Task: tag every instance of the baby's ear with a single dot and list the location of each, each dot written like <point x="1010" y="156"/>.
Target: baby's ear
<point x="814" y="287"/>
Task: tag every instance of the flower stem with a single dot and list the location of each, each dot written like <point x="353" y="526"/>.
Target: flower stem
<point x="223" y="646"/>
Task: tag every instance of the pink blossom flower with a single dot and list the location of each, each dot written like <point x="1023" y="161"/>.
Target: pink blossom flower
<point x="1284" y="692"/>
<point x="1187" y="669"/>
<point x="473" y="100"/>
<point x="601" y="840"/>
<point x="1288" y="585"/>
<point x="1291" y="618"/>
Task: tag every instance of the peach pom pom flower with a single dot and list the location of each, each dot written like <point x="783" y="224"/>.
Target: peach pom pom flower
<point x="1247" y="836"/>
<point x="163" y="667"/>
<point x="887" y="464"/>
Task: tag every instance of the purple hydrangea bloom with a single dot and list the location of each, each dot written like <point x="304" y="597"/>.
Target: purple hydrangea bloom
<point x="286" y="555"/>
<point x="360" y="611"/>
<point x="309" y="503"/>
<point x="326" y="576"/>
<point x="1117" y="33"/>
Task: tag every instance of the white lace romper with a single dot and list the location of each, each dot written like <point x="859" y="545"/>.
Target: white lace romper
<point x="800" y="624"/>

::::::::::

» Given request
Switch "tag" to "mark" everywhere in the records above, then write the lines out again with nothing else changed.

» Response to the exercise
Task: mark every instance of the baby's ear with a single dot and list the location of each, each dot written like <point x="1010" y="156"/>.
Target: baby's ear
<point x="814" y="287"/>
Task: mark every instance of the flower stem with a single dot and list the location of each, each dot written like <point x="353" y="526"/>.
Target: flower stem
<point x="223" y="646"/>
Task: mark every instance of the pink blossom flower with a single dot and list the location of each, each dot written like <point x="1023" y="161"/>.
Target: pink blossom flower
<point x="1284" y="692"/>
<point x="1187" y="669"/>
<point x="473" y="100"/>
<point x="601" y="840"/>
<point x="1288" y="585"/>
<point x="1291" y="618"/>
Task: mark every instance of the peach pom pom flower with a single dot and list the location of each, each dot written like <point x="783" y="224"/>.
Target: peach pom pom flower
<point x="1247" y="836"/>
<point x="163" y="667"/>
<point x="887" y="464"/>
Task: mark every instance of the purple hydrangea bloom with a single dot and list the location of each, each dot written like <point x="304" y="597"/>.
Target: purple hydrangea bloom
<point x="286" y="555"/>
<point x="360" y="611"/>
<point x="309" y="503"/>
<point x="326" y="576"/>
<point x="1117" y="33"/>
Task: mark every instance of the white lace romper with a single dot and list the location of each, each dot written like <point x="859" y="545"/>.
Target: white lace romper
<point x="800" y="624"/>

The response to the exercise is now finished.